Copy out the data below verbatim.

**Stored items from a collection:**
________
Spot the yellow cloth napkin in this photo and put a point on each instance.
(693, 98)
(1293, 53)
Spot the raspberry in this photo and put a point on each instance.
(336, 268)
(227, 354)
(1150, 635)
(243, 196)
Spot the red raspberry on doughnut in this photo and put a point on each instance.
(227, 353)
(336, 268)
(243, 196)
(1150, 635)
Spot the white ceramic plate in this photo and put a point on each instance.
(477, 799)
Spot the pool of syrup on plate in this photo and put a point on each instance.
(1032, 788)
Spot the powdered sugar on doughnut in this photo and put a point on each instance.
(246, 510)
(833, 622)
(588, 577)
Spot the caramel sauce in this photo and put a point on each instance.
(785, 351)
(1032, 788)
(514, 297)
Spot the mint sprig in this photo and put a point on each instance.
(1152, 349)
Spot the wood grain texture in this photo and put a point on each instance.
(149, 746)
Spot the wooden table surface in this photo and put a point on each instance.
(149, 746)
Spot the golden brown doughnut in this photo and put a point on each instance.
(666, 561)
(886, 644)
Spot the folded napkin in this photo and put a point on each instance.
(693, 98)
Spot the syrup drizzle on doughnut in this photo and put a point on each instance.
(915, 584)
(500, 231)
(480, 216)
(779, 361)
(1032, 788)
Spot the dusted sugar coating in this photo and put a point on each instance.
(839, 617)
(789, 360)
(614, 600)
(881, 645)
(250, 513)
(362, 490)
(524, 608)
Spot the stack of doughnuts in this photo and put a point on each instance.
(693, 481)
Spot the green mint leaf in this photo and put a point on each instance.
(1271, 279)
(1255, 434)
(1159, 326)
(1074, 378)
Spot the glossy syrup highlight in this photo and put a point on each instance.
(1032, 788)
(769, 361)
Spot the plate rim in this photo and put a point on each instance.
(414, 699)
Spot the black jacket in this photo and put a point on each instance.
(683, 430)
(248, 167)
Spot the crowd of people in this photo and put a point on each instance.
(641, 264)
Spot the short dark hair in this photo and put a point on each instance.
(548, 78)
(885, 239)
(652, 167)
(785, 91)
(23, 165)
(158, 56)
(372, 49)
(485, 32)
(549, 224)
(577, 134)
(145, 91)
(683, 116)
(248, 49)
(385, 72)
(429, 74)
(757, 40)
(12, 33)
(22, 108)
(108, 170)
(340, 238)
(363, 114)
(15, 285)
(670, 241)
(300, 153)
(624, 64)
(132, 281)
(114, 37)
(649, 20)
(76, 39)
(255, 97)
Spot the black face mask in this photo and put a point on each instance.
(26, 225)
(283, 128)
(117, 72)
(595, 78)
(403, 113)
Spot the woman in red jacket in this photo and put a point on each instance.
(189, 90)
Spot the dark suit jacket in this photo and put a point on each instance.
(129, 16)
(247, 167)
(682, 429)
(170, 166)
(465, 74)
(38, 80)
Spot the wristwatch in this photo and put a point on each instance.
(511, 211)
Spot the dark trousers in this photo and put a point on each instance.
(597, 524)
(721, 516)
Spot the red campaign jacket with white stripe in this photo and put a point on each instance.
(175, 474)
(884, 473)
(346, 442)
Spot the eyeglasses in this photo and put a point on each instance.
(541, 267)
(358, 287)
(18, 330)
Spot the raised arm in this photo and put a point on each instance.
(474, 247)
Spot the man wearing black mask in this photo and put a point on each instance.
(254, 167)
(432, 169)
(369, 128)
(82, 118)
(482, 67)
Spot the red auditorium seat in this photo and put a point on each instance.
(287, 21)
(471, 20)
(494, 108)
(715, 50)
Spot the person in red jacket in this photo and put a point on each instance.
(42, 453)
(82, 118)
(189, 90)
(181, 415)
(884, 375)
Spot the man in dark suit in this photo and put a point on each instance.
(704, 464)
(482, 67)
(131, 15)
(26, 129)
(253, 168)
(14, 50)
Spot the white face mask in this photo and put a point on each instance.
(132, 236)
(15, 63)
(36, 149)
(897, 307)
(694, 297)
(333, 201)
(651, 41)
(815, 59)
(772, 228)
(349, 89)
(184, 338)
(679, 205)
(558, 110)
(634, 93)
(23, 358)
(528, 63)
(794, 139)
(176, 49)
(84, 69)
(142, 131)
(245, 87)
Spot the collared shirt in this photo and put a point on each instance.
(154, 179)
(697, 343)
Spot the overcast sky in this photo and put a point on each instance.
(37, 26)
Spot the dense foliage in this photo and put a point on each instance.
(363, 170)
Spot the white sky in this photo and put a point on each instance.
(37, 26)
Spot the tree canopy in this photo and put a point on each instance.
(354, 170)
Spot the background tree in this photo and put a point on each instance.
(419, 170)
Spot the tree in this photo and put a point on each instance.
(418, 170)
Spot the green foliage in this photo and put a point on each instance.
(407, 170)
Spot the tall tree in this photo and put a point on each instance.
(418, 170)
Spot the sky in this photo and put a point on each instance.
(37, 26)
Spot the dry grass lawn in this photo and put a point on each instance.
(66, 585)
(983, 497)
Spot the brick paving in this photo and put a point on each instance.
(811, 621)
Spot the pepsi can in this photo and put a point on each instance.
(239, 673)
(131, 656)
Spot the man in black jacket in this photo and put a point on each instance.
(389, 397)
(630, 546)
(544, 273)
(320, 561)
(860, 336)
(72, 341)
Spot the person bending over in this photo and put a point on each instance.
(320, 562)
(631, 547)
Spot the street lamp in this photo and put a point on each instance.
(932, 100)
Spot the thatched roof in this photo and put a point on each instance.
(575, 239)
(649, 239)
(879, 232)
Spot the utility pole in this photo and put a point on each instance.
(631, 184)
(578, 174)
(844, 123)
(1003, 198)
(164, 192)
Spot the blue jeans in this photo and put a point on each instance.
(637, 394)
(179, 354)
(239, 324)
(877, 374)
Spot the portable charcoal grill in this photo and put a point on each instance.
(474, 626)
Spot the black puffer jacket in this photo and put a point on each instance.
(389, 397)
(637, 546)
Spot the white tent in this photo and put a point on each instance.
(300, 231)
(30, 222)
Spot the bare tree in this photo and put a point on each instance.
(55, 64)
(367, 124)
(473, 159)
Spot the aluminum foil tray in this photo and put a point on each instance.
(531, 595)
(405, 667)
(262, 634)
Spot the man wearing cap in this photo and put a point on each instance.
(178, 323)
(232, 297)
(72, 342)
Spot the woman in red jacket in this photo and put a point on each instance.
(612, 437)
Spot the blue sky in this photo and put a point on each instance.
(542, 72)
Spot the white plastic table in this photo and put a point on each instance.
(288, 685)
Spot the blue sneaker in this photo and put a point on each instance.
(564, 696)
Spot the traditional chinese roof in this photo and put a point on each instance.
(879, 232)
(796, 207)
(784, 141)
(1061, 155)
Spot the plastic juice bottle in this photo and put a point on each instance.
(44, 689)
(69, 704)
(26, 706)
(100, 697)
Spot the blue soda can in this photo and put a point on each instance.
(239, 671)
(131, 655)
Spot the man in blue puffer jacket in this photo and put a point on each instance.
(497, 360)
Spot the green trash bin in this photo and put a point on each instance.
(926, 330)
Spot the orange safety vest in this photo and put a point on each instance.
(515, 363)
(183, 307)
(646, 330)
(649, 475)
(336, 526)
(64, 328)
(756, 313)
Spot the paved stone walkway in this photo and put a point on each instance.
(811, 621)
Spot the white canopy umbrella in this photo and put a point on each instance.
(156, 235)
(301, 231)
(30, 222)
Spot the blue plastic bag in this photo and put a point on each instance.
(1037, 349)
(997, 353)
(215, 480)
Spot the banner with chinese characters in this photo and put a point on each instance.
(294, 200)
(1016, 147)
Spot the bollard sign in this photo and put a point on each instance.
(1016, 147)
________
**RESPONSE TO THIS EXERCISE:**
Spot the yellow cloth napkin in this photo and put a point on each instance.
(693, 98)
(1293, 53)
Spot the raspberry in this photo and put a point on each instance.
(336, 268)
(227, 354)
(1150, 635)
(243, 196)
Spot the red raspberry on doughnut in this photo and put a point on each instance.
(227, 353)
(336, 268)
(243, 196)
(1150, 635)
Spot the white ceramic plate in this photo and put a point on each instance.
(477, 799)
Spot the pool of syrup on plate in this photo and put a point on each instance.
(1032, 788)
Spot the powdered sugar on doughnut in this photo and put a point on each instance.
(246, 510)
(833, 622)
(588, 577)
Spot the caramel sauce in this photo and put a point on each instance.
(785, 351)
(1032, 788)
(514, 297)
Spot the mint sprig in this photo and put a point on each instance.
(1152, 349)
Spot the wood grain texture in this photo and put a point on each instance.
(149, 746)
Spot the wooden table surface in this photo and put a point on each instance.
(149, 746)
Spot the golden brown doughnut in this photo and put a point on each instance.
(666, 561)
(886, 644)
Spot the folded napkin in this photo and put a point on each instance.
(693, 98)
Spot the syrup drizzle on doughnut in this photo and put a point on each instance.
(915, 584)
(500, 231)
(480, 216)
(779, 361)
(1032, 788)
Spot the dusted sugar coating in this photo and put a point on each instance.
(839, 617)
(789, 360)
(614, 600)
(881, 645)
(250, 513)
(362, 490)
(524, 608)
Spot the stack of doughnuts in this photo and put a point on each instance.
(693, 481)
Spot the green mint leaf in this photo and put a point on each instance.
(1271, 279)
(1255, 434)
(1159, 326)
(1074, 378)
Spot the glossy syrup highlight in this photo and put a point on each instance.
(1032, 788)
(769, 361)
Spot the plate rim in this photo and put a point on each instance.
(414, 699)
Spot the black jacket in this photo and put a point on each instance.
(683, 430)
(248, 167)
Spot the crowd of people in this photo and put a point on each instance.
(641, 264)
Spot the short dark hair in this photo and put a point on each instance.
(548, 78)
(885, 239)
(652, 167)
(785, 91)
(23, 165)
(158, 56)
(372, 49)
(485, 32)
(549, 224)
(577, 134)
(145, 91)
(683, 116)
(248, 49)
(385, 72)
(429, 74)
(757, 40)
(12, 33)
(22, 108)
(108, 170)
(340, 238)
(363, 114)
(15, 285)
(670, 241)
(300, 153)
(624, 64)
(132, 281)
(114, 37)
(649, 20)
(76, 39)
(255, 97)
Spot the black face mask in this photo and put a point on each instance.
(26, 225)
(283, 128)
(117, 72)
(595, 78)
(403, 113)
Spot the woman in red jacket in this photo and put a point on each instance.
(189, 90)
Spot the dark suit jacket in this photo and put a point on each instance.
(129, 16)
(247, 167)
(682, 429)
(170, 166)
(465, 74)
(38, 80)
Spot the wristwatch in this photo and put a point on each instance.
(511, 211)
Spot the dark trousers in this photo and put a point on each instance.
(597, 524)
(721, 516)
Spot the red campaign jacket with white stripe in this photo and put a point on each instance.
(175, 474)
(884, 473)
(346, 442)
Spot the eyeglasses in this photo and put a point on each instance.
(541, 267)
(358, 287)
(18, 330)
Spot the raised arm in this photo and put a point on each instance.
(474, 247)
Spot the man wearing black mask in this photo and put a point on each instance.
(254, 167)
(432, 169)
(369, 128)
(82, 118)
(482, 67)
Spot the red auditorium seat in this photo and put a point on each instance.
(287, 21)
(471, 20)
(494, 108)
(715, 50)
Spot the person in red jacket in this photo and put a point on each instance.
(42, 453)
(82, 118)
(189, 90)
(181, 415)
(884, 375)
Spot the man in dark suit in this photo and put a point on each instance.
(704, 464)
(482, 67)
(131, 15)
(26, 129)
(253, 168)
(14, 50)
Spot the white face mask in this photo and put a point on each instance.
(132, 236)
(15, 63)
(36, 149)
(897, 307)
(694, 297)
(333, 201)
(651, 41)
(815, 59)
(772, 228)
(349, 89)
(184, 338)
(679, 205)
(558, 110)
(634, 93)
(23, 358)
(528, 63)
(794, 139)
(176, 49)
(84, 69)
(142, 131)
(245, 87)
Spot the collared shirt in this photo and put a point on each instance.
(154, 179)
(697, 343)
Spot the overcast sky in this photo and put a point on each instance.
(37, 26)
Spot the dense foliage in this photo and put a point on each instance.
(363, 170)
Spot the white sky in this photo and put a point on each instance.
(37, 26)
Spot the tree canopy in this photo and put a point on each instance.
(354, 170)
Spot the background tree in this photo and put a point on each instance.
(419, 170)
Spot the tree in this photo and put a point on each instance.
(418, 170)
Spot the green foliage in this photo and put a point on each instance.
(407, 170)
Spot the tall tree in this photo and put a point on each instance.
(418, 170)
Spot the sky in this photo and put a point on each instance.
(37, 26)
Spot the dry grass lawn in this photo and put a point on each instance.
(66, 585)
(983, 497)
Spot the brick paving in this photo and put a point on each instance.
(811, 621)
Spot the pepsi can in this photo and put a point on each instance.
(239, 673)
(131, 656)
Spot the man in black jacket in this photo and put a point on each instance.
(389, 397)
(630, 546)
(544, 273)
(320, 561)
(860, 336)
(72, 341)
Spot the person bending over in this photo and put a point on each instance.
(320, 562)
(631, 547)
Spot the street lamp in this photo and put a point on each instance.
(932, 100)
Spot the thatched roof in this photo and put a point on each instance.
(575, 239)
(649, 239)
(879, 232)
Spot the utility pole in this photo and put a point on each instance.
(631, 184)
(578, 174)
(844, 123)
(1003, 198)
(164, 192)
Spot the blue jeans in this photo and put a point on each instance.
(637, 394)
(179, 354)
(239, 324)
(877, 374)
Spot the portable charcoal grill in this photo and put a point on each instance.
(474, 626)
Spot the black puffer jacket in this photo and put a point on each instance.
(389, 397)
(637, 546)
Spot the white tent in this photo and put a point on each instance.
(300, 231)
(30, 222)
Spot the bare tree in this photo and put a point on each instance.
(55, 64)
(367, 124)
(473, 159)
Spot the aluminum foil tray in this photo and put a point on each instance.
(531, 595)
(405, 667)
(262, 634)
Spot the man wearing cap in this photo and put a point on each instance.
(178, 323)
(232, 297)
(72, 342)
Spot the woman in red jacket in this photo and put a point on each instance.
(612, 437)
Spot the blue sky in this photo and put a point on each instance.
(542, 72)
Spot the white plastic table in this photo and put a point on each instance.
(288, 685)
Spot the blue sneaker in this photo and put a point on each instance.
(564, 696)
Spot the traditional chinese roof in this photo and put a point on each instance.
(879, 232)
(796, 207)
(784, 141)
(1061, 155)
Spot the plastic juice bottle in this photo and put a point on each instance.
(44, 689)
(69, 704)
(26, 706)
(100, 697)
Spot the blue soda can in this photo and put a point on each instance.
(239, 671)
(131, 655)
Spot the man in blue puffer jacket in this photo and put a point on each instance.
(497, 360)
Spot the green trash bin in this photo and put a point on each instance.
(926, 330)
Spot the orange safety vest in this photo and put a point on each instance.
(515, 363)
(183, 307)
(646, 330)
(649, 475)
(336, 526)
(64, 328)
(756, 313)
Spot the paved stone walkway in this photo and put a point on each instance.
(811, 621)
Spot the white canopy umbrella in this photo and put a point on each instance.
(156, 235)
(301, 231)
(30, 222)
Spot the blue plastic bag in this photo and put a point on each instance.
(1037, 349)
(997, 353)
(215, 480)
Spot the banner with chinese characters in this photo and put a point on each instance.
(294, 200)
(1016, 147)
Spot the bollard sign in this photo and put a point on each instance.
(1016, 147)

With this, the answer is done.